(Shape labeling records)

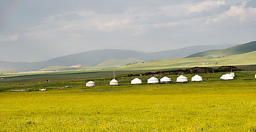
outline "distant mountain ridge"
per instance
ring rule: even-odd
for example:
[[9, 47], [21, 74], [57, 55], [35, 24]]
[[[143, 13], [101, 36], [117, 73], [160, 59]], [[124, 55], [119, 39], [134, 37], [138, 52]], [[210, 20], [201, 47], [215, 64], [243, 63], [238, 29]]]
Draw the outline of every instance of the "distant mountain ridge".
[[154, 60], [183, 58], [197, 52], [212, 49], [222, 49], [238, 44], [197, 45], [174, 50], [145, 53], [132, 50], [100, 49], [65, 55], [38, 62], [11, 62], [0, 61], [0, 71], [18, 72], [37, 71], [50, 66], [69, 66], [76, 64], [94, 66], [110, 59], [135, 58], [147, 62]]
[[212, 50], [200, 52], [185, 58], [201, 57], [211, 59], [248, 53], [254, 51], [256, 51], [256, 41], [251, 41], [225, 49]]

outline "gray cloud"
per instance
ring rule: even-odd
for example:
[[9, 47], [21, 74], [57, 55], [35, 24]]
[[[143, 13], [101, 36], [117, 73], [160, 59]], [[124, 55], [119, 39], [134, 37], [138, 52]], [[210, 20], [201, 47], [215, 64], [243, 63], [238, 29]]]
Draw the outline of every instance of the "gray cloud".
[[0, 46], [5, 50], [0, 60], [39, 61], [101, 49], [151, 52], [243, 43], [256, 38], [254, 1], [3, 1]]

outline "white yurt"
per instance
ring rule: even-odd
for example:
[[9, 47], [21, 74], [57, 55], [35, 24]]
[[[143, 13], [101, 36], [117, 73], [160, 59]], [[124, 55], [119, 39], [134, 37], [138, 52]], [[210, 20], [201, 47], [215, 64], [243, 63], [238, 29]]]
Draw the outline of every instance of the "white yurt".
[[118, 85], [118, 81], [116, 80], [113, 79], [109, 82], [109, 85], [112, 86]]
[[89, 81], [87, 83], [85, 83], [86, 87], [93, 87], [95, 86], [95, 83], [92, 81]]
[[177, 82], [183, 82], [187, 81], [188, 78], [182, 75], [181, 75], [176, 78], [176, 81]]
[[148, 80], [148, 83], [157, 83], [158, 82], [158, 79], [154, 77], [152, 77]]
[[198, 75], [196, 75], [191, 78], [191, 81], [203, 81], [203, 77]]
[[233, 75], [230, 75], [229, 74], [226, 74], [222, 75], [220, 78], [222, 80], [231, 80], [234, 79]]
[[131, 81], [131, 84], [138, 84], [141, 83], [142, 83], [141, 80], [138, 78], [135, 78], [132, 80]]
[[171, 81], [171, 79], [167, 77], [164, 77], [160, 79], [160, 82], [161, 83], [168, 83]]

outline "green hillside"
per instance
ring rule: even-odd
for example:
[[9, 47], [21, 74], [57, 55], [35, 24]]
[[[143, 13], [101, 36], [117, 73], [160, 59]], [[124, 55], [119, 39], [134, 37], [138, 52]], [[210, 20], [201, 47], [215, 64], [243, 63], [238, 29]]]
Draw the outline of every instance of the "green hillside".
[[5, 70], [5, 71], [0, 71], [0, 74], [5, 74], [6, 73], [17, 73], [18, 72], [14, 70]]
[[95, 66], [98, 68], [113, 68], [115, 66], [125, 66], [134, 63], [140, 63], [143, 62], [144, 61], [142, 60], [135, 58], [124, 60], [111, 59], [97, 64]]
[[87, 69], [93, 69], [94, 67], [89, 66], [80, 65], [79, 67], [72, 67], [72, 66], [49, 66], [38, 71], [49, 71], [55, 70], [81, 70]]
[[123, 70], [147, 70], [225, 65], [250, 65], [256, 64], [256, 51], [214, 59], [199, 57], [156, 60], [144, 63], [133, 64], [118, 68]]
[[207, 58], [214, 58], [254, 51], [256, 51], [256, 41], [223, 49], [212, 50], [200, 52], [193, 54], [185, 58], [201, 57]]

...

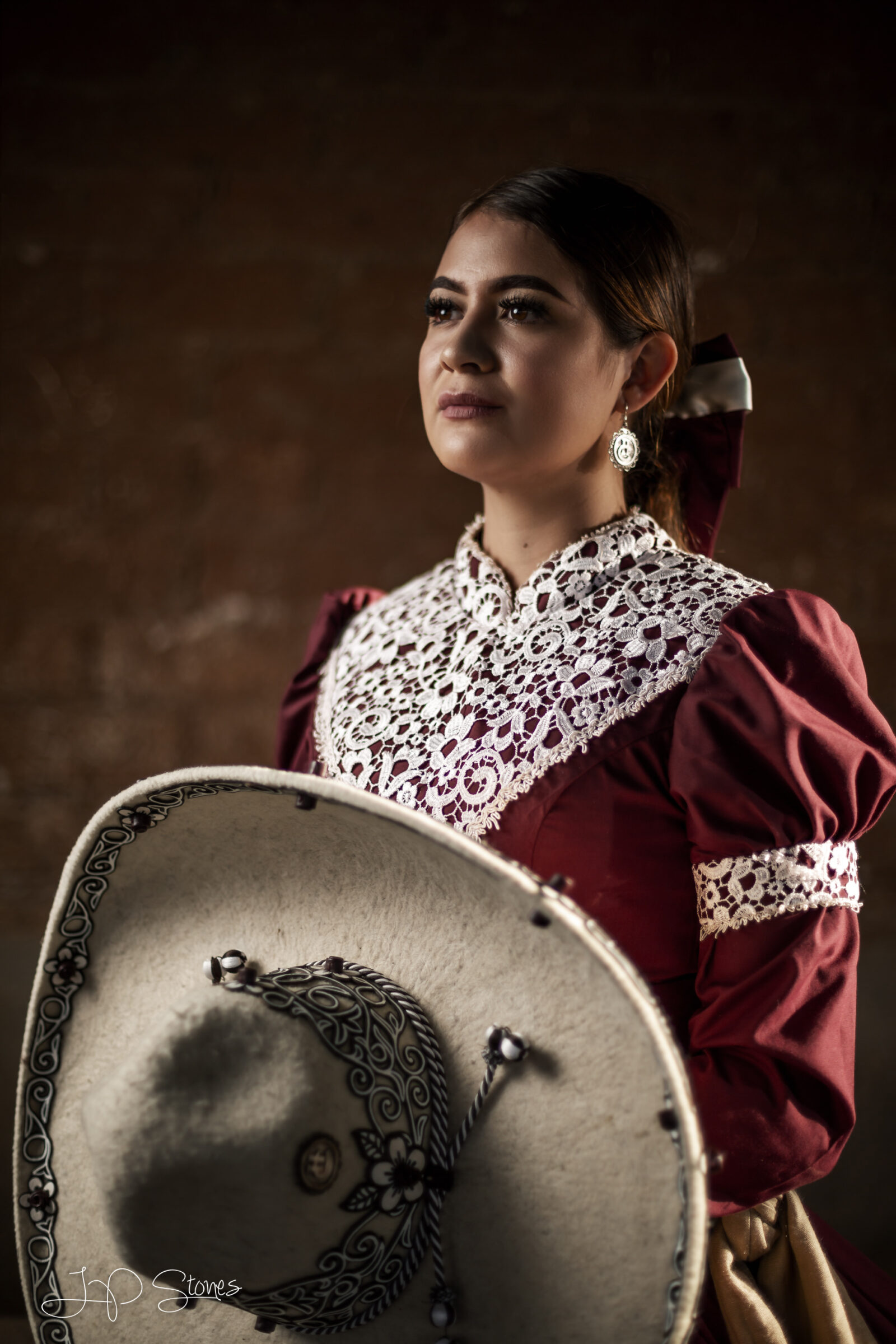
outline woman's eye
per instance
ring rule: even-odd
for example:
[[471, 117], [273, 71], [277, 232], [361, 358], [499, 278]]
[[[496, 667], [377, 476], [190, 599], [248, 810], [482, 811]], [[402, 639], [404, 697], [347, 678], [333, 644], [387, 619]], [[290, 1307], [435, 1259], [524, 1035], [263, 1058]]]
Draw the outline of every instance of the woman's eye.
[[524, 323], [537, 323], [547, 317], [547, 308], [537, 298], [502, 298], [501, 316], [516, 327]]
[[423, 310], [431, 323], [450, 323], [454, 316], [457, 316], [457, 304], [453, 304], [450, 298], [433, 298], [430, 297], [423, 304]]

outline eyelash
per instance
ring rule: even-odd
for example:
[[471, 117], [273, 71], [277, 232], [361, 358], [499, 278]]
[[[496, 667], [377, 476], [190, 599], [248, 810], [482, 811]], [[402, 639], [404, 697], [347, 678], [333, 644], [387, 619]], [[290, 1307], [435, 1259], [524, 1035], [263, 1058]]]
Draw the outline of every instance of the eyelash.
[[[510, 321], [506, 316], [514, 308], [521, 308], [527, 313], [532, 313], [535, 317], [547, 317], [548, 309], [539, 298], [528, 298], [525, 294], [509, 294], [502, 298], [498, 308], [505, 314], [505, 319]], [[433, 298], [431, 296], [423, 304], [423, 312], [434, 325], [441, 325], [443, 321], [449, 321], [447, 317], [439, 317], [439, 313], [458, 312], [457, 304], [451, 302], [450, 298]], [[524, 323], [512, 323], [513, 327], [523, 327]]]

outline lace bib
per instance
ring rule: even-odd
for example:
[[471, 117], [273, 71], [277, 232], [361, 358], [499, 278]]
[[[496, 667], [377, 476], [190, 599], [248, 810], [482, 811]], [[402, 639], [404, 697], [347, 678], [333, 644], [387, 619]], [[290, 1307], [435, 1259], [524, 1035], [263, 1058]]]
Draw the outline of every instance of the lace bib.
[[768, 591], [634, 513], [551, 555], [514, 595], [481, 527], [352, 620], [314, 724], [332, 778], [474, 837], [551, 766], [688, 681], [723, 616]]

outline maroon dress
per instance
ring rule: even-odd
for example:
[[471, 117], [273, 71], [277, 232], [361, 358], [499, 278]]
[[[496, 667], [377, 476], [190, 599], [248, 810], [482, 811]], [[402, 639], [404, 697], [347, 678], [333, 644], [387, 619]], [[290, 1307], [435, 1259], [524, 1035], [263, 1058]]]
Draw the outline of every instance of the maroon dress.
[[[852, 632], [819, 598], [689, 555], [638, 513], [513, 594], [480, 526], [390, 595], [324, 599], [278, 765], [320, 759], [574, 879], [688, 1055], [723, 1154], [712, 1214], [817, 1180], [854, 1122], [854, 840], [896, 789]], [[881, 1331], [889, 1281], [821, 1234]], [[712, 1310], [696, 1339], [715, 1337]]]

# Short task:
Please pick out each line in the items above that contains the word "dress" and copy those lines.

# Answer for the task:
outline maroon dress
Draw the outline of every instance of the maroon dress.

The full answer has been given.